What you should do. Return each of the entries below precisely, with no pictures in the result.

:: Material for the task

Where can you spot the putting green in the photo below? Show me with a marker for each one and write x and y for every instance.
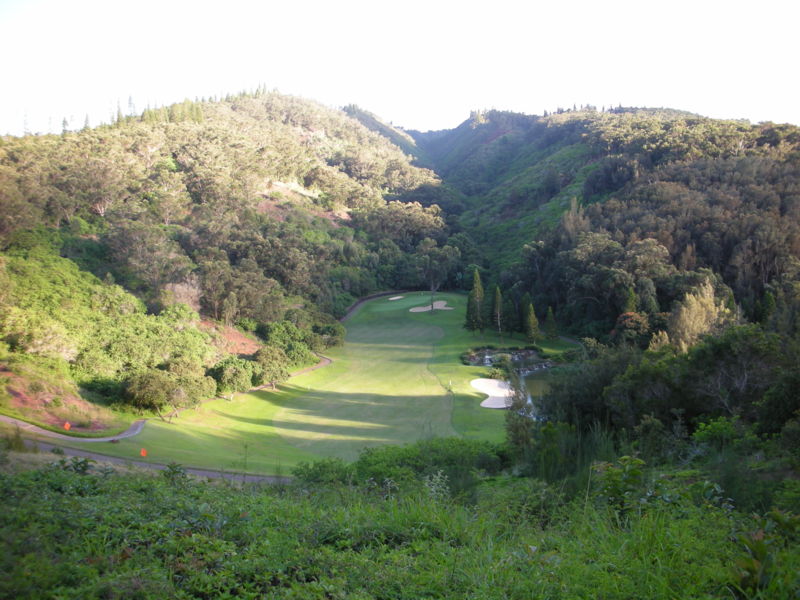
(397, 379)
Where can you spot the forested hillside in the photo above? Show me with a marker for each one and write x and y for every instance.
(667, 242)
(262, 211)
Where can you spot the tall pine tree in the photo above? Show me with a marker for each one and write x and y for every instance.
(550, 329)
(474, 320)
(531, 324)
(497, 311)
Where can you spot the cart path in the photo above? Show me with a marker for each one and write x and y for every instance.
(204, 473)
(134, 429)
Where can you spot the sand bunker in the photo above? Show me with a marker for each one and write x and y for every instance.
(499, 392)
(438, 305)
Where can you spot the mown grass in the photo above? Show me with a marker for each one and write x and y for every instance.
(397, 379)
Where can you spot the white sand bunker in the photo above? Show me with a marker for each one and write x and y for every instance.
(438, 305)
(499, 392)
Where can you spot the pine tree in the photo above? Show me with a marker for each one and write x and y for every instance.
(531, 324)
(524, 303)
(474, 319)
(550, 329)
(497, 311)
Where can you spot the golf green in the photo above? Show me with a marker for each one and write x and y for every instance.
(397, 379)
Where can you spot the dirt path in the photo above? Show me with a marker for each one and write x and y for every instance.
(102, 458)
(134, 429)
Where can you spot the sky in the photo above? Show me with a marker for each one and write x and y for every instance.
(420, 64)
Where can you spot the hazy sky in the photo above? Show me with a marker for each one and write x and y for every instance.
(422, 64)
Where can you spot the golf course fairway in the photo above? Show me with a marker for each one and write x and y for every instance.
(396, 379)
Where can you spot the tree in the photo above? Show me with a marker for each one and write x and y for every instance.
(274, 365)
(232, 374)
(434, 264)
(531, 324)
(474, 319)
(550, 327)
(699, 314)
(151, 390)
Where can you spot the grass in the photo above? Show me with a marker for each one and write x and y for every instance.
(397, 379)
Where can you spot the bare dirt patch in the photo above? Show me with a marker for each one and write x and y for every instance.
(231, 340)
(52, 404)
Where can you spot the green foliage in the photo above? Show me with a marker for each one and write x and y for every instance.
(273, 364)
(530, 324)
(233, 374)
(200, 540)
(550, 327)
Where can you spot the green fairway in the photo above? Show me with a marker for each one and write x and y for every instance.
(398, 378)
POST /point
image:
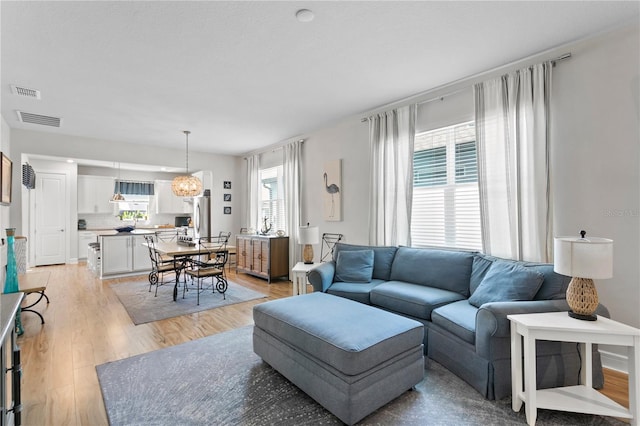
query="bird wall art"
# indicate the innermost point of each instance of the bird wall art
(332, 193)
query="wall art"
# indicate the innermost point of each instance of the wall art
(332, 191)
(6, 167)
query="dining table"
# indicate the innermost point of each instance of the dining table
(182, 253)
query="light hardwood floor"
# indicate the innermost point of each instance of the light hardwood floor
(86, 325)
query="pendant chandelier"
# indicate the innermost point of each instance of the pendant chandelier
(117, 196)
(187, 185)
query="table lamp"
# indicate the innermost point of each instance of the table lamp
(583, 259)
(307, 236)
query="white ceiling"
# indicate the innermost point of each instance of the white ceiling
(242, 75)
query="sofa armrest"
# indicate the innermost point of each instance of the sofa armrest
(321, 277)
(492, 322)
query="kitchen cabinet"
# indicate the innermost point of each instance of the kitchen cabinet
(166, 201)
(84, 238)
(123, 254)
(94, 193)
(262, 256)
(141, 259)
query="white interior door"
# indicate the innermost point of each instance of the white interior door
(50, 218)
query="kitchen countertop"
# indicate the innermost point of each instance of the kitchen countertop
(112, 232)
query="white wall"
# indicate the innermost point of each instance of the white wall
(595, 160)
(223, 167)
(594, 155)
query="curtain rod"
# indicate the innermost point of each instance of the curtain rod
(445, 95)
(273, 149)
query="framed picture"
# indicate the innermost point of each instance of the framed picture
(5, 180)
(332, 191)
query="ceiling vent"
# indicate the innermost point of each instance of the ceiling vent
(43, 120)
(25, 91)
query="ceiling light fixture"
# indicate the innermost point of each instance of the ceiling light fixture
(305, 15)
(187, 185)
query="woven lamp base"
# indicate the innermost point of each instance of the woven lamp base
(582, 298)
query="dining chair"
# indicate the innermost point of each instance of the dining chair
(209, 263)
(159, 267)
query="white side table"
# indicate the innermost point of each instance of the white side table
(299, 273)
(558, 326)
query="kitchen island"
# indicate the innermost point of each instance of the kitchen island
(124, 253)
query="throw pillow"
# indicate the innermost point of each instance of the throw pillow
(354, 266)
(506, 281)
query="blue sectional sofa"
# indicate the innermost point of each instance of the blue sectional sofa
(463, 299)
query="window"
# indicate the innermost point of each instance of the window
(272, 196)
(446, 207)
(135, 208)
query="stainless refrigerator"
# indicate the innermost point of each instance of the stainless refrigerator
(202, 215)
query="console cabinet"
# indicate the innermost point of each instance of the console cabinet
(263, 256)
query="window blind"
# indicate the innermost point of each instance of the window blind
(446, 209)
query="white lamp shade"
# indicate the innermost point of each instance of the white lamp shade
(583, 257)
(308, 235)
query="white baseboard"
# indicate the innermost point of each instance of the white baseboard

::::

Finished exercise.
Where can you spot the putting green in the photo below? Show me with a marker for each one and write x and y for every instance.
(397, 379)
Where can you spot the forested hillside in the photo above? Show me with a marker for each one and write x and y for every instance.
(667, 242)
(262, 211)
Where can you spot the tall pine tree in the photo above? Show me with a marker for each one and write x and y for every instance.
(550, 329)
(474, 320)
(531, 324)
(497, 311)
Where can you spot the cart path in the photo above? Show me with a marker for each one and write x and y for every instance.
(204, 473)
(134, 429)
Where can you spot the sand bunker in the photo above? Show me with a marker for each one and write x and y for every instance.
(499, 392)
(438, 305)
Where can you spot the mown grass in the photo above? Show me with a marker for each one and write x and y for every instance.
(397, 379)
Where can you spot the white sand bunker in the photo above? Show me with a marker for each one and write x and y for every instance.
(438, 305)
(499, 392)
Where can you spot the pine tree in the photo above? Show me with a marker for each one and write x and y for every instance.
(531, 324)
(524, 303)
(474, 319)
(550, 329)
(497, 311)
Where can you spot the golf green in the photo above? Show me with a marker for each one and write x and y for every instance.
(397, 379)
Where can you spot the dirt path in the photo above? Show me with a marker for each one and write x and y for every instance.
(102, 458)
(134, 429)
Where can you spot the sky in the photo above? Show me with a marker for each one and write x and y for every instance.
(420, 64)
Where can you spot the hazy sky in the photo above? Show me with a marker for each one and write x and y for every instance.
(422, 64)
Where can you spot the golf course fairway in the photo above? Show me with a marker for each one and write x and y for every instance.
(396, 379)
Where can you spot the tree in the photo above? Show me with a marker for each one and write x and y for every instance.
(274, 365)
(232, 374)
(434, 264)
(531, 324)
(474, 319)
(550, 327)
(699, 314)
(151, 390)
Where can you spot the grass in the photo above? Show me with a marker for each one and write x and y for every instance.
(397, 379)
Where can you spot the bare dirt patch in the photo above? Show me with a marker for each one and write x and y for every instance.
(231, 340)
(52, 404)
Where can you spot the green foliage in the photo above? Show me with a marker for each one and write x and y for every instance.
(273, 364)
(530, 324)
(233, 374)
(200, 540)
(550, 327)
Where can you spot the green fairway in the photo above? Show me with a marker for each one and write x and y for every instance.
(398, 378)
POST /point
image:
query="bird wall art"
# indicate the innermost point of each instance of the bird wall art
(332, 193)
query="wall art"
# indicate the innermost point of each instance of the wall art
(332, 191)
(6, 167)
query="dining table"
# indicate the innermost point of each instance of the dining table
(182, 253)
query="light hardwood floor"
# indicate the innermost point of each instance of the light hardwood floor
(86, 325)
query="pendant chandelier"
# indicate the innermost point of each instance of the pendant chandelier
(117, 196)
(187, 185)
query="table lamp"
# indicate the innermost point of each instance of the table lamp
(583, 259)
(307, 236)
query="white ceiling"
# indicate the innermost point of each instance of the white ceiling
(242, 75)
query="sofa armrest"
# indicate the innermost point of each instance of the sofa armrest
(321, 277)
(492, 322)
query="kitchen cabinet"
# indicate the innermost point of each instance of the kitchen cabinet
(166, 201)
(84, 238)
(123, 254)
(94, 193)
(262, 256)
(141, 259)
query="white interior door"
# indicate the innermost point of each instance of the white interior door
(50, 218)
query="kitchen countertop"
# indicate the innermost point of each instance of the kitchen countertop
(112, 232)
query="white wall"
# indicate the innermost point of each instance of the white wall
(595, 160)
(223, 167)
(594, 155)
query="curtain rod"
# indicate the innermost point of each instance of the curtain rod
(445, 95)
(273, 149)
query="framed picture"
# indicate the innermost point of each instance of the framed picture
(5, 180)
(332, 191)
query="ceiling vent"
# indicate the innermost point of each instance of the ceiling vent
(43, 120)
(25, 91)
query="ceiling light fixture"
# indicate the innermost point of each instance of the ceiling light fixture
(305, 15)
(187, 185)
query="woven lamp base"
# indicate the innermost point of each instance of the woven lamp base
(582, 298)
query="dining chair"
# indicate the innermost point of each instance of the dining chair
(209, 263)
(159, 267)
query="white side table"
# indicate the innermost point of each instance of the white side table
(299, 273)
(558, 326)
query="kitchen island"
# indicate the innermost point of each instance of the kitchen island
(124, 253)
query="throw pillow"
# indicate the innermost point of each instance of the throw pillow
(354, 266)
(506, 281)
query="blue sectional sofa"
# indicate the innermost point of each instance of the blue sectional sofa
(463, 299)
query="window"
# indicate the innermost point of each instance of the window
(272, 196)
(446, 207)
(135, 208)
query="stainless refrigerator"
# indicate the innermost point of each instance of the stainless refrigerator
(202, 215)
query="console cabinet"
# indicate the innermost point of each instance of the console cabinet
(263, 256)
query="window blind"
# indicate the innermost point of each instance of the window blind
(446, 209)
query="white lamp shade"
# indicate the innermost point of each instance of the white lamp shade
(583, 257)
(308, 235)
query="white baseboard"
# indicate the innermost point of each instance of the white baseboard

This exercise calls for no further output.